# TASK DIRECTIONS
Only the text of the records belongs in the answer; the pictures must be dropped.

Referring expression data
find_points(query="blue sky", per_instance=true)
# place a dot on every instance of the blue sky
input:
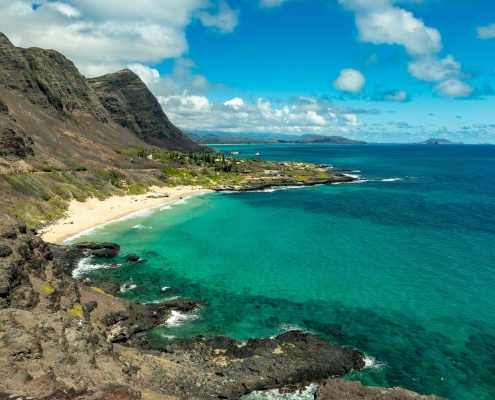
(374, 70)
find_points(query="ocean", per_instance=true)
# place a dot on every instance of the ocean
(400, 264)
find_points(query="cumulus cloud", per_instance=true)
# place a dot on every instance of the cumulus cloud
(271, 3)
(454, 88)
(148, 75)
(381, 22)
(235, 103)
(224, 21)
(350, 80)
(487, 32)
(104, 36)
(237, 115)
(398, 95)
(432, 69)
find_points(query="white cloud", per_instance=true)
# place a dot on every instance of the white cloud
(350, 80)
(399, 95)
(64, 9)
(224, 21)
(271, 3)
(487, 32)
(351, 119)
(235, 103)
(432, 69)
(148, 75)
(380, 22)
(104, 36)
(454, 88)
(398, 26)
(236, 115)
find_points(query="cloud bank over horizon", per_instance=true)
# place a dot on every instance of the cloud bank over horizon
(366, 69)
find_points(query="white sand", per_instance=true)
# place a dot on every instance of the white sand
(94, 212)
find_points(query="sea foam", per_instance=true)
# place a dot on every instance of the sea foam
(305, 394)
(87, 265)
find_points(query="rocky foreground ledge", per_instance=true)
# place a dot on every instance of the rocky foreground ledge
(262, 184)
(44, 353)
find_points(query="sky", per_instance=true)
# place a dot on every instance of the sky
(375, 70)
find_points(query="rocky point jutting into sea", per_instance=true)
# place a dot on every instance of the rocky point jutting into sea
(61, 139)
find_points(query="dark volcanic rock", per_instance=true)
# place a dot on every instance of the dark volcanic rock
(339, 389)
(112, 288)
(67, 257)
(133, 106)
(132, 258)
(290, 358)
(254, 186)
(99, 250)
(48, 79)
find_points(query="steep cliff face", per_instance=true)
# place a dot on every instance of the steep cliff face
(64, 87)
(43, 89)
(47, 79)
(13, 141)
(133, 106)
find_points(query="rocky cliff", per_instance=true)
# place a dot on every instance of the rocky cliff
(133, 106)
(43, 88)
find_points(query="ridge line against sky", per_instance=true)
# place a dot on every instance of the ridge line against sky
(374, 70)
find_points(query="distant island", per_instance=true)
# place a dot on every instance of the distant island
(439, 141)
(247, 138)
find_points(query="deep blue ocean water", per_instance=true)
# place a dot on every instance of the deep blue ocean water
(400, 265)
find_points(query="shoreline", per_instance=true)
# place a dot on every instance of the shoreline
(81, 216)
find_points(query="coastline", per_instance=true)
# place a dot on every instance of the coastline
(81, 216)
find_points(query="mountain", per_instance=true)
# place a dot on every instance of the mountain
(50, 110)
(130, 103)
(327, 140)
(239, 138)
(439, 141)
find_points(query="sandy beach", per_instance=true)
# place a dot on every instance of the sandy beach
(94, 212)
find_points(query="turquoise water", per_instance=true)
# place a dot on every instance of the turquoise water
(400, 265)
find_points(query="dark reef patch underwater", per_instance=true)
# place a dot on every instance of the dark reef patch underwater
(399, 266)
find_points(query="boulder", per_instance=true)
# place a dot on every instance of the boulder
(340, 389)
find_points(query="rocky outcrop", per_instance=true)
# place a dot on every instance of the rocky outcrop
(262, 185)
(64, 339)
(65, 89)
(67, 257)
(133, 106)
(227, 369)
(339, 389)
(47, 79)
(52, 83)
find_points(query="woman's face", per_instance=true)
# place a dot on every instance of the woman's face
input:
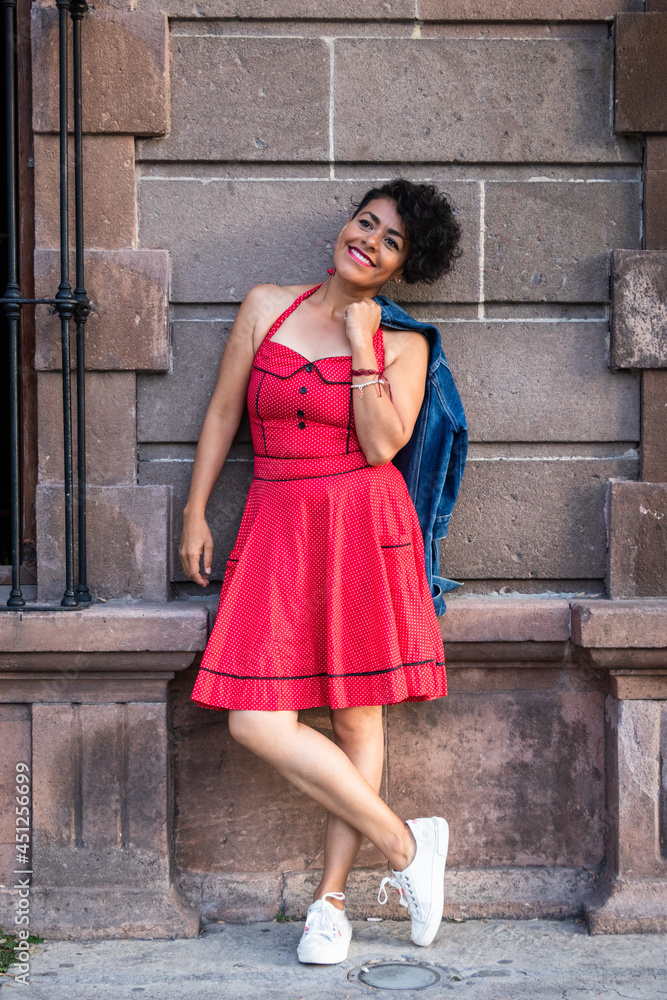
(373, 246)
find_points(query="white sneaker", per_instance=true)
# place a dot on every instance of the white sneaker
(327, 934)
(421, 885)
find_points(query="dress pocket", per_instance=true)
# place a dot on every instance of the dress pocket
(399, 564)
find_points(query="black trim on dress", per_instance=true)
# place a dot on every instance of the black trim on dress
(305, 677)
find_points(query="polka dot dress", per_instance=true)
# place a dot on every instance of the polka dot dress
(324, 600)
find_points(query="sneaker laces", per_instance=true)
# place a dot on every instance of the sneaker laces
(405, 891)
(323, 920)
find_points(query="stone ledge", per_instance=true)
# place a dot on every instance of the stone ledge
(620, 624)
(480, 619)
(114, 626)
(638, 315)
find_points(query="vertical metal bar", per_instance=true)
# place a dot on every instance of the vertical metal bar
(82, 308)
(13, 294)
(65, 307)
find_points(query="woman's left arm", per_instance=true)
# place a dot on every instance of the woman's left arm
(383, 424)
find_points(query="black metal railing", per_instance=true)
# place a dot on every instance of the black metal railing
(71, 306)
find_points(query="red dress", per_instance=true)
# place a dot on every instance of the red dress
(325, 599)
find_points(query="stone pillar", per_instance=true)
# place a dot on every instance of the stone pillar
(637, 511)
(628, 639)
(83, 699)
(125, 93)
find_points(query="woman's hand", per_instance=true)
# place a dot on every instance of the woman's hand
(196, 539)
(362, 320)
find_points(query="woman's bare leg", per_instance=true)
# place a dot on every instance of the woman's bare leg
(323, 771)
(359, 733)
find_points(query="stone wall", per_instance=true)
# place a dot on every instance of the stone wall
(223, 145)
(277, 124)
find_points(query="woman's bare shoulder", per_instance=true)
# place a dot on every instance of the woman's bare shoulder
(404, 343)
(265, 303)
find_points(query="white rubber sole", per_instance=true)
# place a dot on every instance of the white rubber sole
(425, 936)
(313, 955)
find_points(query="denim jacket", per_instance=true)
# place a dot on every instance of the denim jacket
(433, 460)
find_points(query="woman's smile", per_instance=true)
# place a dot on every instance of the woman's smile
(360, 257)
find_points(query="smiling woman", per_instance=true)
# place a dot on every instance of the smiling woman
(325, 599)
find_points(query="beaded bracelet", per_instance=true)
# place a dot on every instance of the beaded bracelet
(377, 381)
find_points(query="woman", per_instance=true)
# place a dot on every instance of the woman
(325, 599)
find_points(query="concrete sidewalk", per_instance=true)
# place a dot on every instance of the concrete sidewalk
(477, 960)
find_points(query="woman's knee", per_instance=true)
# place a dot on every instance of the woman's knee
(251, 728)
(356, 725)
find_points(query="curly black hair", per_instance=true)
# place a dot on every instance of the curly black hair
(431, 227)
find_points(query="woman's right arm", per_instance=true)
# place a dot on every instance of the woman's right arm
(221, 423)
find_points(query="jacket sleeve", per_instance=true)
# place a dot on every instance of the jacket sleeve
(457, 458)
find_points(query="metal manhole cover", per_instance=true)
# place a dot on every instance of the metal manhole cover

# ANSWER SPACE
find_points(query="blue sky", per_instance=true)
# place a dot on every instance of the blue sky
input:
(374, 70)
find_points(query="ocean", per_instance=true)
# place a dot on every instance of the ocean
(400, 264)
find_points(query="cumulus cloud", per_instance=true)
# place a dot on every instance of the cumulus cloud
(271, 3)
(454, 88)
(148, 75)
(381, 22)
(235, 103)
(224, 21)
(350, 80)
(487, 32)
(104, 36)
(237, 115)
(398, 95)
(432, 69)
find_points(query="white cloud", per_instance=true)
# place a dot on every instance of the white cloud
(350, 80)
(399, 95)
(64, 9)
(224, 21)
(271, 3)
(487, 32)
(351, 119)
(235, 103)
(432, 69)
(148, 75)
(380, 22)
(104, 36)
(454, 88)
(398, 26)
(236, 115)
find_points(query="cloud bank over horizon", per_instance=true)
# place a dot on every instance of the cloud bank over horizon
(366, 69)
find_points(query="white sand", per_instance=true)
# place a dot on every instance of the white sand
(94, 212)
find_points(query="sea foam", per_instance=true)
# place a dot on every instance of the sea foam
(305, 394)
(87, 265)
find_points(query="rocky foreground ledge", per_instance=true)
# place a dot on every instance of the rocky foreground ledge
(262, 184)
(44, 353)
find_points(query="sky", per_instance=true)
# place a dot on every instance of the sky
(375, 70)
find_points(query="rocky point jutting into sea", per_instance=true)
# place a dot on every instance of the rocky point jutting into sea
(61, 139)
find_points(query="dark volcanic rock", per_instance=true)
# place a dot on every instance of the dark volcanic rock
(339, 389)
(112, 288)
(67, 257)
(133, 106)
(132, 258)
(290, 358)
(254, 186)
(99, 250)
(48, 79)
find_points(query="steep cliff face", per_instance=true)
# place a dot on every instance of the steep cliff face
(64, 87)
(43, 89)
(47, 79)
(13, 141)
(133, 106)
find_points(query="rocky cliff", per_instance=true)
# place a dot on every instance of the rocky cliff
(133, 106)
(43, 88)
find_points(query="ridge line against sky", per_instance=true)
# place a dot on every instance of the ridge line against sky
(374, 70)
find_points(query="distant island", per_instance=true)
# place a dot on every instance of the distant island
(439, 141)
(247, 138)
find_points(query="deep blue ocean water", per_instance=true)
# place a dot on every instance of the deep blue ocean water
(400, 265)
find_points(query="shoreline", per_instance=true)
# place a dot on every instance of the shoreline
(81, 216)
find_points(query="coastline", per_instance=true)
# place a dot on every instance of the coastline
(81, 216)
find_points(query="mountain", per_instance=true)
# place a dot on every instance of the mountain
(50, 110)
(130, 103)
(327, 140)
(239, 138)
(439, 141)
find_points(query="sandy beach", per_instance=true)
# place a dot on every instance of the sandy beach
(94, 212)
find_points(query="turquoise water", per_instance=true)
# place a dot on every instance of the turquoise water
(400, 265)
find_points(query="dark reef patch underwater", per_instance=true)
# place a dot on every instance of the dark reef patch underwater
(399, 266)
find_points(query="boulder", per_instance=true)
# place a dot on every instance of the boulder
(340, 389)
find_points(query="rocky outcrop", per_instance=true)
# place a dot on every instance of the rocky outcrop
(262, 185)
(64, 339)
(65, 89)
(67, 257)
(133, 106)
(227, 369)
(339, 389)
(47, 79)
(52, 83)
find_points(query="woman's face", per_instance=true)
# place a dot on every instance of the woman's face
input:
(373, 246)
find_points(query="white sneaker", per_instance=true)
# place a dot on every instance of the white sneaker
(327, 934)
(421, 885)
find_points(query="dress pocket", per_instance=true)
# place a dot on every instance of the dress pocket
(399, 564)
find_points(query="black trim on dress", per_instance=true)
# place a dot on every instance of the black trim on dress
(305, 677)
find_points(query="polka dot dress", per_instance=true)
# place a dot on every instance of the polka dot dress
(324, 600)
find_points(query="sneaker laces", per_instance=true)
# place a dot on every instance of the sneaker laces
(405, 891)
(323, 920)
find_points(query="stone ledge", per_instance=true)
# place a dot on every instance of the stone ledge
(620, 624)
(480, 619)
(114, 626)
(638, 315)
find_points(query="vertical metal bar", per_instance=true)
# place a dot on every instance of the vertical metal bar
(82, 308)
(13, 294)
(65, 307)
find_points(query="woman's left arm", per_instance=true)
# place a dot on every instance of the woman's left arm
(383, 424)
find_points(query="black metal railing", per_instance=true)
# place a dot on every instance of the black metal railing
(71, 306)
find_points(query="red dress", per_instance=true)
# place a dot on every instance of the red dress
(325, 599)
find_points(query="stone pillar", per_instance=true)
# place a dot on every instance of the stone pillar
(637, 511)
(628, 639)
(83, 699)
(125, 93)
find_points(query="woman's hand", per_instance=true)
# place a dot on every instance of the woman's hand
(196, 539)
(362, 320)
find_points(query="woman's bare leg", per_instance=true)
# place a dot on every instance of the woman's bare leg
(323, 771)
(359, 733)
find_points(query="stone wall", per_instance=true)
# place a dot on every instance of the stone wall
(223, 145)
(277, 124)
find_points(query="woman's bare shoulder", per_instance=true)
# place a dot on every instance of the woman's bare shoulder
(404, 343)
(265, 303)
find_points(query="white rubber sole", per_instance=true)
# place a dot on every instance of the white rubber sole
(425, 936)
(313, 955)
find_points(query="denim jacket", per_instance=true)
# place a dot on every instance of the denim jacket
(433, 460)
find_points(query="woman's smile", per_instance=true)
# place a dot on every instance of the woman's smile
(360, 257)
find_points(query="smiling woman", per_instance=true)
# place a dot on every instance of the smiling woman
(325, 599)
find_points(query="beaded bracelet", per_instance=true)
# place a dot on every instance of the beaded bracelet
(377, 381)
find_points(query="woman", per_instance=true)
# place a dot on every instance of the woman
(325, 599)
find_points(query="concrete sidewalk", per_instance=true)
# place a dot on every instance of the concrete sidewalk
(477, 960)
find_points(query="woman's knee", per_instance=true)
# place a dot on every instance of the woman's knee
(251, 728)
(356, 725)
find_points(query="curly black hair", per_instance=true)
# place a dot on every instance of the curly black hair
(431, 227)
find_points(query="woman's right arm", per_instance=true)
# place a dot on every instance of the woman's right arm
(221, 423)
find_points(query="jacket sleeve", per_instance=true)
# place a dot on every instance of the jacket sleeve
(457, 458)
find_points(query="metal manhole cover", per_instance=true)
# place a dot on every instance of the metal manhole cover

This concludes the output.